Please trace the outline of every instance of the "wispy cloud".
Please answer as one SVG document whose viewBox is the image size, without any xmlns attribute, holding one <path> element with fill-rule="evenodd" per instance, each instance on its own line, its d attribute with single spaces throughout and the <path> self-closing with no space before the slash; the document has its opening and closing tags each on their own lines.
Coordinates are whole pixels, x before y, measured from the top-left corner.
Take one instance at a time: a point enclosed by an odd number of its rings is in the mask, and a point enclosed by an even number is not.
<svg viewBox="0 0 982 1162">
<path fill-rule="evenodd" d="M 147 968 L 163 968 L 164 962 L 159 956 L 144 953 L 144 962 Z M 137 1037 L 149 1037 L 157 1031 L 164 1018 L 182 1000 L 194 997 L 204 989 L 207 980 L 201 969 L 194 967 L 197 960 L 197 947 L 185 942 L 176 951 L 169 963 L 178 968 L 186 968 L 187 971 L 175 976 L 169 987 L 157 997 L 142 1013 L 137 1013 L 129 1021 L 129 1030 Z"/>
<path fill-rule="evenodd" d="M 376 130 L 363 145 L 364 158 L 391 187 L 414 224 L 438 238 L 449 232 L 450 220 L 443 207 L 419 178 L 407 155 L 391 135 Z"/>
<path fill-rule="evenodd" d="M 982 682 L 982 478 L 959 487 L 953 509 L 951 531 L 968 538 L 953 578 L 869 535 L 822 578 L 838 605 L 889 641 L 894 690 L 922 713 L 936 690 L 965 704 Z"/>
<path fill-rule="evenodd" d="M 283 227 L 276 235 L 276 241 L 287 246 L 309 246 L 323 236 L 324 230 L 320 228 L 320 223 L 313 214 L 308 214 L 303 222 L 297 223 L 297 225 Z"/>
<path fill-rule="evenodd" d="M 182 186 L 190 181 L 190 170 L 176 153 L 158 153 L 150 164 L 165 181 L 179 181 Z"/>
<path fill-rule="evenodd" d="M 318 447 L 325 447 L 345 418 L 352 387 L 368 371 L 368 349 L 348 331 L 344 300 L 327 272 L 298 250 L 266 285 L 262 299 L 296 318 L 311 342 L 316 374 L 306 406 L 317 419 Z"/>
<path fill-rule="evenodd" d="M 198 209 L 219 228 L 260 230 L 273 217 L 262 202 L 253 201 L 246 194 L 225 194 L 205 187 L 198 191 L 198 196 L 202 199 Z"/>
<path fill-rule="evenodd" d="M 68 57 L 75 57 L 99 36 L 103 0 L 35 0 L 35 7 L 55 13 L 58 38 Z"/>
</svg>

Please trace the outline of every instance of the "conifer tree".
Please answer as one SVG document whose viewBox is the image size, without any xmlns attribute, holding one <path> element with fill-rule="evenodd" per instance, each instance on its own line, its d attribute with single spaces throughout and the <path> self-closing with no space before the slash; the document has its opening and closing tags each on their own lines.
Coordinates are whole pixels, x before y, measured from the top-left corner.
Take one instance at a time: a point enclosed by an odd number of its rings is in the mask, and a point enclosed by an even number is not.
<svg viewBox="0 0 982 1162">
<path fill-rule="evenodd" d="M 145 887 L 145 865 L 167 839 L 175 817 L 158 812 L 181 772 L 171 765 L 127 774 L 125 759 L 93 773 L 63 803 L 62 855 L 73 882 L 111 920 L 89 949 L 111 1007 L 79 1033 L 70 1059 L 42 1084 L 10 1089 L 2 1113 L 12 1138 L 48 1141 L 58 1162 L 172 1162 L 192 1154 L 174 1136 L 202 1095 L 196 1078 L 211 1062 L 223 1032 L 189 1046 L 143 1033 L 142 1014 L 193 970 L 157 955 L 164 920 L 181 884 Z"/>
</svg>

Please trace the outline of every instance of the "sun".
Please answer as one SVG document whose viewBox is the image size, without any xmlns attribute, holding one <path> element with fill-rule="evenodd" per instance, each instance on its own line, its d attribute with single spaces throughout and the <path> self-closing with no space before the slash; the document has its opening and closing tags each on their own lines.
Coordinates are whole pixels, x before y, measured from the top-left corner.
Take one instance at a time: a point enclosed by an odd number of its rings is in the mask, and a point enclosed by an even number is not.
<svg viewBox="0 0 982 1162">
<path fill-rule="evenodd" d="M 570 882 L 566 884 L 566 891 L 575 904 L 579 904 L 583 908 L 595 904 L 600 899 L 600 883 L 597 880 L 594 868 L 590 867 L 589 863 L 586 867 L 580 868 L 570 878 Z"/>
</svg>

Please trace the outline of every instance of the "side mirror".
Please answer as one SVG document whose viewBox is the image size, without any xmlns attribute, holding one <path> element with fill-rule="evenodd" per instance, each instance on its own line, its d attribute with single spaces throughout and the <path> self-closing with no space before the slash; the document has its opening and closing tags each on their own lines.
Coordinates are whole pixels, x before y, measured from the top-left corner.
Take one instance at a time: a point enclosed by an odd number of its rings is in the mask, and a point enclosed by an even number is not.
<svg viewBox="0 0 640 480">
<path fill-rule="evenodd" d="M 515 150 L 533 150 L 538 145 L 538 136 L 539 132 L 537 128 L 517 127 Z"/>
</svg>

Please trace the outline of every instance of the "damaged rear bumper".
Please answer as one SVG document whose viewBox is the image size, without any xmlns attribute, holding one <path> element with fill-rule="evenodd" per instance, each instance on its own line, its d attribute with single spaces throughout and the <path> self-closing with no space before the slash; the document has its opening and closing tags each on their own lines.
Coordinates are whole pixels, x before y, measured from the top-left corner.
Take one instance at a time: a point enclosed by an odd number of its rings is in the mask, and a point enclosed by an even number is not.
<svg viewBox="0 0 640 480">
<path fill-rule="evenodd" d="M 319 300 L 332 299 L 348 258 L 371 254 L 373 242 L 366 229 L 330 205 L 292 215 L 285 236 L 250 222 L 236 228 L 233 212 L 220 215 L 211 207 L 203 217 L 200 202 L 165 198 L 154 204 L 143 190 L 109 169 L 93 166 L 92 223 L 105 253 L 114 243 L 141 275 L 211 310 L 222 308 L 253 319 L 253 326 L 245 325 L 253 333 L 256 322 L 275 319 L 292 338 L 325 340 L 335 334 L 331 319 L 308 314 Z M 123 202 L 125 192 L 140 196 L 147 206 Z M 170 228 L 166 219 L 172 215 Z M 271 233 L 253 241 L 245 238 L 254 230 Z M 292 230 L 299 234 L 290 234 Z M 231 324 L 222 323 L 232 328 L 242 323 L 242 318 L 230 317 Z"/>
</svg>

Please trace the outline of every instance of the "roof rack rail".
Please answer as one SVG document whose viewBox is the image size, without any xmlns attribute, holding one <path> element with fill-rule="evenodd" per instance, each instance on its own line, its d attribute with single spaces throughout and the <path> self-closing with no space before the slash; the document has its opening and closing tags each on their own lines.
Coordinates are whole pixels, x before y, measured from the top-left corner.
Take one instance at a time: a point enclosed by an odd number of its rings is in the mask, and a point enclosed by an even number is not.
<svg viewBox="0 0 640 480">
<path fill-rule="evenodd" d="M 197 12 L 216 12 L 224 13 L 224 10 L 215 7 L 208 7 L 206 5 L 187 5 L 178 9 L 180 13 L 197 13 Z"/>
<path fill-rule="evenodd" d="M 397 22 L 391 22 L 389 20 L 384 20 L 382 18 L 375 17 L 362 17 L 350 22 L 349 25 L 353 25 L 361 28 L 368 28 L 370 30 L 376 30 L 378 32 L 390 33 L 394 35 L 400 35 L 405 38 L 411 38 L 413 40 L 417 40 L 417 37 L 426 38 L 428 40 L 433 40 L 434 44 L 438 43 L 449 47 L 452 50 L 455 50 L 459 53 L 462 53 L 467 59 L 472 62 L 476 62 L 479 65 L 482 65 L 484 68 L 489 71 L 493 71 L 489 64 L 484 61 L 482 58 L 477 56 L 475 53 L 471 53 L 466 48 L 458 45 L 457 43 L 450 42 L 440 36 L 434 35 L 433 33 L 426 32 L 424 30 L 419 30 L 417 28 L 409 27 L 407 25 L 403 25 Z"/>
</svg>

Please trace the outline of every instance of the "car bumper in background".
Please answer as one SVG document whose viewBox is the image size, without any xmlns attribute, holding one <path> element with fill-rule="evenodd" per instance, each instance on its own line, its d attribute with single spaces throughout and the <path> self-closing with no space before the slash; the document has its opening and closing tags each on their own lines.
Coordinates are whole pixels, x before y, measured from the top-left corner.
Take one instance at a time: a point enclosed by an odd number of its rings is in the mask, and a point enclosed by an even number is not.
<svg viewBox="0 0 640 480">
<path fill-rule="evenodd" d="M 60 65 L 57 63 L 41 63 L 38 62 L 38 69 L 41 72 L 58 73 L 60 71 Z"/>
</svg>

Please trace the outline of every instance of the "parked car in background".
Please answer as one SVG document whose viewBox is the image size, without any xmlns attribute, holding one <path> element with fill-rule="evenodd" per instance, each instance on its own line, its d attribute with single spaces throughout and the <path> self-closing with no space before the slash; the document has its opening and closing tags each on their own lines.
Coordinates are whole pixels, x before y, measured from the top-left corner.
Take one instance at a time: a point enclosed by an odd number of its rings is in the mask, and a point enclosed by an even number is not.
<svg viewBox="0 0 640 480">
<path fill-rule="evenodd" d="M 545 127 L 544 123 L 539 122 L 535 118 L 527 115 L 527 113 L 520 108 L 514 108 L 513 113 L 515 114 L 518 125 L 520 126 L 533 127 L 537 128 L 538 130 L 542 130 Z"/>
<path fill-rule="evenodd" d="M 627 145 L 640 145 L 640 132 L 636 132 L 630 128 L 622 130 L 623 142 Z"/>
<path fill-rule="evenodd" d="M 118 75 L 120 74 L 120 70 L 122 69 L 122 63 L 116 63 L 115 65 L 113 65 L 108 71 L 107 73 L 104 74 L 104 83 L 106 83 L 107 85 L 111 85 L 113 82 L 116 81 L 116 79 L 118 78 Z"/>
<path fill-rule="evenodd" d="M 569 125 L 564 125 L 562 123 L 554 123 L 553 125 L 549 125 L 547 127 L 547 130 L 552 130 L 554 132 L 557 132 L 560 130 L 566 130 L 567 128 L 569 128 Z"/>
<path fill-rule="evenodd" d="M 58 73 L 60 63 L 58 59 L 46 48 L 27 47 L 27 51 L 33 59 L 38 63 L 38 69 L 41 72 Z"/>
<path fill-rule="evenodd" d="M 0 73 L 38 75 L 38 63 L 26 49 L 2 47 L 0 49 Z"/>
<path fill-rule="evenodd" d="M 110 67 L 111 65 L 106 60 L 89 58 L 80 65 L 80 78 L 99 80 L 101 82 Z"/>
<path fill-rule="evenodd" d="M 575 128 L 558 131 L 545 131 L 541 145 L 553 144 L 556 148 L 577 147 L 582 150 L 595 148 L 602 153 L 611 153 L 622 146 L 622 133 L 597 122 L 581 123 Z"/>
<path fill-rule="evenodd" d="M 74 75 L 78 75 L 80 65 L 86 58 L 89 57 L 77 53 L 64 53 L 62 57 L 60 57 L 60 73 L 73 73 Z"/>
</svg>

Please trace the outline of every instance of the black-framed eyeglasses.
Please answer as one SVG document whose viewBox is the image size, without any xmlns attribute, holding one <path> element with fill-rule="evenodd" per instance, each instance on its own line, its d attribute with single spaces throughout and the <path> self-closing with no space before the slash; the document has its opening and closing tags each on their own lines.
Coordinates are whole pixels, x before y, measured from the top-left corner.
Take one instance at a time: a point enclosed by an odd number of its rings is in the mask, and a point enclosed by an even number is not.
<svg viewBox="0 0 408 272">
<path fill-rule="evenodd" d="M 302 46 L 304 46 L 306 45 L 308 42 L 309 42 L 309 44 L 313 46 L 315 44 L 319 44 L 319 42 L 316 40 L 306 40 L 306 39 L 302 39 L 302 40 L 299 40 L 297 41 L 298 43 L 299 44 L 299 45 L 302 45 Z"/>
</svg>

_Problem to solve_
Could you reproduce, word for word, the stretch of the material from its very first line through the line containing "198 209 L 219", with both of those lines included?

_Written solution_
Please trace the outline of every instance of the "wispy cloud".
Please answer as one SVG document whose viewBox is the image size, without any xmlns attribute, holding one <path> element with fill-rule="evenodd" per instance, each instance on its own line, its d attribute with single spaces throughout and the <path> self-closing with no space before the slash; the document has its opening and closing tags each on their own lines.
Coordinates are whole pixels, x before y, measured from the top-left corner.
Take one instance at a time: a point enclosed by an odd number of its rings is in the mask, and a point enclosed by an even number is not.
<svg viewBox="0 0 982 1162">
<path fill-rule="evenodd" d="M 147 968 L 163 968 L 164 962 L 159 956 L 144 953 L 144 962 Z M 137 1037 L 149 1037 L 157 1031 L 164 1018 L 182 1000 L 194 997 L 204 989 L 207 980 L 201 969 L 194 967 L 197 960 L 197 947 L 185 942 L 176 951 L 169 963 L 178 968 L 186 968 L 187 971 L 175 976 L 169 987 L 157 997 L 142 1013 L 137 1013 L 129 1021 L 129 1030 Z"/>
<path fill-rule="evenodd" d="M 376 130 L 363 145 L 364 158 L 391 187 L 414 224 L 438 238 L 449 232 L 450 220 L 443 207 L 419 178 L 407 155 L 391 135 Z"/>
<path fill-rule="evenodd" d="M 982 682 L 982 478 L 959 487 L 953 509 L 951 531 L 968 538 L 953 578 L 869 535 L 822 578 L 838 605 L 889 641 L 894 690 L 922 713 L 936 690 L 965 704 Z"/>
<path fill-rule="evenodd" d="M 283 227 L 276 235 L 276 241 L 287 246 L 309 246 L 323 236 L 324 230 L 320 228 L 320 223 L 313 214 L 308 214 L 303 222 L 297 223 L 297 225 Z"/>
<path fill-rule="evenodd" d="M 182 186 L 190 181 L 190 170 L 176 153 L 158 153 L 150 164 L 165 181 L 179 181 Z"/>
<path fill-rule="evenodd" d="M 318 447 L 325 447 L 345 418 L 352 387 L 368 371 L 368 349 L 348 331 L 344 300 L 327 272 L 298 250 L 266 285 L 262 299 L 296 318 L 311 342 L 316 374 L 306 406 L 317 419 Z"/>
<path fill-rule="evenodd" d="M 198 209 L 219 228 L 260 230 L 273 217 L 262 202 L 253 201 L 246 194 L 225 194 L 205 187 L 198 191 L 198 196 L 202 199 Z"/>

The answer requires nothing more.